WHAT TO DO | Once the pictures are removed, reproduce what is left of the data below exactly.

Start of WORKING DATA

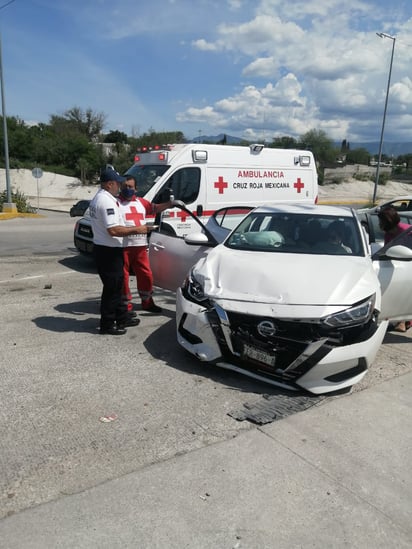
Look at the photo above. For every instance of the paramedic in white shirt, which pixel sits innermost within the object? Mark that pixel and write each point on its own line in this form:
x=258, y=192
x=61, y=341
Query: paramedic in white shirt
x=136, y=257
x=108, y=232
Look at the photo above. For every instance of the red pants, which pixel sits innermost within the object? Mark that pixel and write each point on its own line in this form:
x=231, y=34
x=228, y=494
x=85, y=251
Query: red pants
x=136, y=260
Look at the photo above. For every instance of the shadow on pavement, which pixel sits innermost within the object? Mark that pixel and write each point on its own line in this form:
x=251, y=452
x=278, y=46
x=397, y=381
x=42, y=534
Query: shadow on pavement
x=64, y=324
x=79, y=263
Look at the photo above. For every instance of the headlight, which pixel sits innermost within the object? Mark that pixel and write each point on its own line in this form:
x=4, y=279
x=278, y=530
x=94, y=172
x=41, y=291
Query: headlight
x=360, y=313
x=194, y=289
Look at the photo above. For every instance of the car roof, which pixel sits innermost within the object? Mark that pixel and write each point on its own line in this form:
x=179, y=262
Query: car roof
x=311, y=209
x=395, y=199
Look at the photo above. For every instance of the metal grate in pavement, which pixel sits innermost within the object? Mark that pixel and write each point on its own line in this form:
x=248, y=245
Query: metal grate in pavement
x=274, y=407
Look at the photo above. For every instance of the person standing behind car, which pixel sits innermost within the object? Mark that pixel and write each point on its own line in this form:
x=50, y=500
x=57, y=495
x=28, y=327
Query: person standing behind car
x=108, y=231
x=136, y=257
x=390, y=223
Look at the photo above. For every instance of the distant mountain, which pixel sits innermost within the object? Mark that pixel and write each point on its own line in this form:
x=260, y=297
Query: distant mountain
x=395, y=149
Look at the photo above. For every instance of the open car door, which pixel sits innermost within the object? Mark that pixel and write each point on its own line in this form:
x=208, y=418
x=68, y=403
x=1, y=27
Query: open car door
x=393, y=266
x=171, y=256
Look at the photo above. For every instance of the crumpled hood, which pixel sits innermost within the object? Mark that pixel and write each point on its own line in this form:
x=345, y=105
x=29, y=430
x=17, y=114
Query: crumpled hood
x=289, y=279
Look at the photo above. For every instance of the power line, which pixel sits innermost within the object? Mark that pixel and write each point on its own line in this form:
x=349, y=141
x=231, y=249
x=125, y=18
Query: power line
x=7, y=4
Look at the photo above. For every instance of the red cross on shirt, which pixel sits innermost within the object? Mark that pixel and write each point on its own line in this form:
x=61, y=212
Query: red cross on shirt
x=220, y=184
x=298, y=185
x=135, y=216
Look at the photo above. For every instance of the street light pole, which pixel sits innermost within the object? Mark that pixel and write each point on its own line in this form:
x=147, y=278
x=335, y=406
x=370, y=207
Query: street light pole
x=375, y=188
x=5, y=136
x=7, y=206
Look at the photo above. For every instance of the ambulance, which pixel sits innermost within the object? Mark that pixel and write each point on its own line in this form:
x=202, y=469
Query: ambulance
x=210, y=177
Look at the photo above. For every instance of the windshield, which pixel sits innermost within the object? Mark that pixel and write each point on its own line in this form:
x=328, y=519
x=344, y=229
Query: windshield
x=297, y=233
x=146, y=176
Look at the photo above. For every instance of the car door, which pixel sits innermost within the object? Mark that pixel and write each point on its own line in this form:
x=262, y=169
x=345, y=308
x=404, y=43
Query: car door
x=393, y=266
x=172, y=256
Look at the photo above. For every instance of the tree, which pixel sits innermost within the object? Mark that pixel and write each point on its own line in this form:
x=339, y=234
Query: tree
x=358, y=156
x=320, y=144
x=115, y=136
x=76, y=120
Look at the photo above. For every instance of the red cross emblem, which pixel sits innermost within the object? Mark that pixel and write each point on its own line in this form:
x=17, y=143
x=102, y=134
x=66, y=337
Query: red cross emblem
x=182, y=215
x=298, y=185
x=135, y=216
x=220, y=184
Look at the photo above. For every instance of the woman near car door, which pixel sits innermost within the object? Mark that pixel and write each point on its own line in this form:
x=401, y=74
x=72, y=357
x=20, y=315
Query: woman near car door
x=390, y=223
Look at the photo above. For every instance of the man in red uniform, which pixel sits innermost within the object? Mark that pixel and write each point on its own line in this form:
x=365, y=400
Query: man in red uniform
x=136, y=258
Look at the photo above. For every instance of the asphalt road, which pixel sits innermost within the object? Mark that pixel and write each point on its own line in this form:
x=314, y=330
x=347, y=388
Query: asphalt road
x=60, y=381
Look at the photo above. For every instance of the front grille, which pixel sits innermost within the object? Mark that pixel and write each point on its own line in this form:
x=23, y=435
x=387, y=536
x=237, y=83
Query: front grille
x=293, y=349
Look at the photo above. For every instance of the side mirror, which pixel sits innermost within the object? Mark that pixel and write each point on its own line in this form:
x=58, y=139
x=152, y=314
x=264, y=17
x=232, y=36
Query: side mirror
x=399, y=252
x=198, y=239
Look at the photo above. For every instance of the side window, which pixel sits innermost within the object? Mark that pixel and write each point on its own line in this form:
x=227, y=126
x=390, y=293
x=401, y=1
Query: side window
x=404, y=239
x=402, y=205
x=185, y=184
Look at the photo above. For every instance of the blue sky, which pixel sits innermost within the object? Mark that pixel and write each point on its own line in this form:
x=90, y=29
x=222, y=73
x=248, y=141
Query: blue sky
x=254, y=69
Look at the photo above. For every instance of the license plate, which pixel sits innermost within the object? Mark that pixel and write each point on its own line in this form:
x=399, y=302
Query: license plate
x=257, y=354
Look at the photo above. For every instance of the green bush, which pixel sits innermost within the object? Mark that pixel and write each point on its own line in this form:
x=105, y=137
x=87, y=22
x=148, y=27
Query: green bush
x=19, y=199
x=362, y=177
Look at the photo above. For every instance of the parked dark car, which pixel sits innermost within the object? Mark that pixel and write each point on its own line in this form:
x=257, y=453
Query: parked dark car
x=79, y=208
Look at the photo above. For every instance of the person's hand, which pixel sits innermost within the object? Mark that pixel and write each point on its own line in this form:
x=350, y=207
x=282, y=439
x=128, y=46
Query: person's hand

End of WORKING DATA

EXPECTED ANSWER |
Look at the photo above. For every instance of the paramedic in white shirt, which pixel sits innermost within the object? Mark that pixel and write each point on its own line in this form:
x=258, y=192
x=61, y=341
Query: paramedic in white shirt
x=136, y=257
x=108, y=232
Look at the photo above. For every instance of the red pants, which pixel sits innermost within the object? Mark that pixel and write each point on its own line in this form:
x=231, y=34
x=228, y=494
x=85, y=251
Query: red pants
x=136, y=260
Look at the photo above. For every instance of the shadow on pavement, which pixel sits innermost within the object? Mark that pixel and write each point on its own line in this form:
x=251, y=452
x=278, y=46
x=397, y=381
x=42, y=534
Query: shadow on pavement
x=64, y=324
x=79, y=263
Look at the photo above. For every instance of the headlight, which pixel sits innermost within the object? Mark that pixel and write each point on its own line in this form:
x=4, y=279
x=278, y=530
x=94, y=172
x=41, y=291
Query: headlight
x=360, y=313
x=194, y=289
Look at the photo above. For every instance of the car roof, which pixel sits innermost within the object? Mark that pixel and write each point on its own line in this form:
x=179, y=262
Query: car roof
x=311, y=209
x=395, y=199
Look at the photo above. For every instance of the metal grate in pavement, which pixel sits innermost within the object? Mark that pixel and write each point on its own line in this form:
x=248, y=245
Query: metal grate in pavement
x=274, y=407
Look at the photo above. For every instance of the person standing behind car, which pixel sits innermost within the object? Mark that pixel and write each point on its own line in this form:
x=50, y=500
x=57, y=495
x=28, y=327
Query: person standing behind car
x=108, y=231
x=136, y=257
x=390, y=223
Look at the photo above. For every instance of the distant mountain, which pixel sits innermost within the object? Mark that pixel and write each point on its own line in this form:
x=260, y=297
Query: distant mountain
x=395, y=149
Look at the photo above. For every instance of the open car door, which pixel sits innermost within the object? Mark that pixel and write each point on its own line in this form:
x=208, y=418
x=68, y=403
x=1, y=27
Query: open car door
x=393, y=266
x=171, y=256
Look at the photo above. For every instance of the crumpled hood, which pixel sits innermost within the object? Mark that pixel and write each point on its own line in this form:
x=345, y=105
x=29, y=430
x=17, y=114
Query: crumpled hood
x=289, y=279
Look at the photo above. For every instance of the power line, which pixel sits innermost within the object? Mark that pixel and write each point on its own line in this form:
x=349, y=141
x=231, y=249
x=125, y=18
Query: power line
x=7, y=4
Look at the photo above. For every instance of the red cross on shirt, which pixel sits innermost within the object? Mark that pixel and write each point on its own line in this form:
x=61, y=212
Query: red cross on shirt
x=220, y=184
x=298, y=185
x=135, y=216
Look at the photo above. For every instance of the street light pole, which pixel sits innermost within the object? Mark that pixel and write each point on its own line in this form:
x=147, y=278
x=335, y=406
x=370, y=207
Query: street light pole
x=375, y=188
x=5, y=136
x=7, y=206
Look at the photo above. For every instance of the ambulance, which pixel sits innermost within the object? Mark that pixel and write each point on its own line in this form:
x=202, y=469
Query: ambulance
x=210, y=177
Look at the photo above. For every instance of the windshield, which pixel sits innermost within the object? Mark that pixel and write each point on its own line in this form:
x=328, y=519
x=344, y=229
Query: windshield
x=297, y=233
x=146, y=176
Look at the photo above. For every instance of the car door, which pixel sits innermost within the object? Mark that pixel and write each point on its own line in this form:
x=262, y=169
x=345, y=308
x=404, y=43
Query: car door
x=393, y=266
x=172, y=256
Look at the photo above. For every instance of the tree, which pixel sits innermost within the object? Mark that pixel and write each point on its own line in this form:
x=339, y=234
Query: tree
x=358, y=156
x=320, y=144
x=115, y=136
x=76, y=120
Look at the photo above. For every instance of the red cross emblem, which pixel sits innermost within the object? Mark that pixel and write each point on its own line in this form:
x=17, y=143
x=102, y=134
x=66, y=337
Query: red cross emblem
x=182, y=215
x=298, y=185
x=135, y=216
x=220, y=184
Look at the photo above. For every instance of the woman near car door, which pixel sits innermost within the object? Mark that pixel and write each point on its own line in this form:
x=401, y=74
x=72, y=357
x=20, y=315
Query: woman near car door
x=390, y=223
Look at the photo above. For every instance of the man in red uniform, which pixel sits innermost within the object? Mark that pixel and write each point on its own line in this form:
x=365, y=400
Query: man in red uniform
x=136, y=258
Look at the photo above. For every instance of the asphalt road, which pixel sits innermost within the object? Mark that pixel and write each point on its own line in this form:
x=314, y=330
x=347, y=388
Query: asphalt road
x=60, y=381
Look at the photo above. For every instance of the front grille, which pixel sits innermost within the object? Mark that pixel and write each point on its own line in this form:
x=23, y=435
x=387, y=536
x=237, y=83
Query: front grille
x=293, y=349
Look at the photo above. For every instance of the side mirror, which pixel sits innermost within the object? Mark that pixel and write each point on its own line in this form:
x=58, y=139
x=152, y=314
x=264, y=17
x=232, y=36
Query: side mirror
x=399, y=252
x=198, y=239
Look at the photo above. For every instance of the side window, which pixel sits innermost within the object? Mark that pixel and write each point on its own line in this form:
x=227, y=126
x=390, y=293
x=401, y=1
Query: side window
x=404, y=239
x=402, y=205
x=185, y=184
Look at the photo above. For every instance of the blue sky, which pixel sits innermost within the object? Mark that pixel and write each point on its own line in this form:
x=90, y=29
x=222, y=73
x=248, y=141
Query: blue sky
x=254, y=69
Look at the photo above. For every instance of the license plate, which pixel sits innermost within the object? Mark that pixel and write each point on its own line in this form:
x=399, y=302
Query: license plate
x=257, y=354
Look at the photo above. For every instance of the green bush, which pixel sits innermost within the object? Mark that pixel and write each point on its own line in this form:
x=105, y=137
x=87, y=22
x=148, y=27
Query: green bush
x=19, y=199
x=362, y=177
Look at the photo above. For every instance of the parked dark car, which pixel sits innermost within the object? Mark that pixel and write each point on its own line in this form:
x=257, y=453
Query: parked dark car
x=79, y=208
Look at the photo above. For every instance of the person's hand, which pixel sits innermost within the object? Mark that pixel and write each point on its own line in this form:
x=350, y=207
x=282, y=439
x=128, y=46
Query: person's hand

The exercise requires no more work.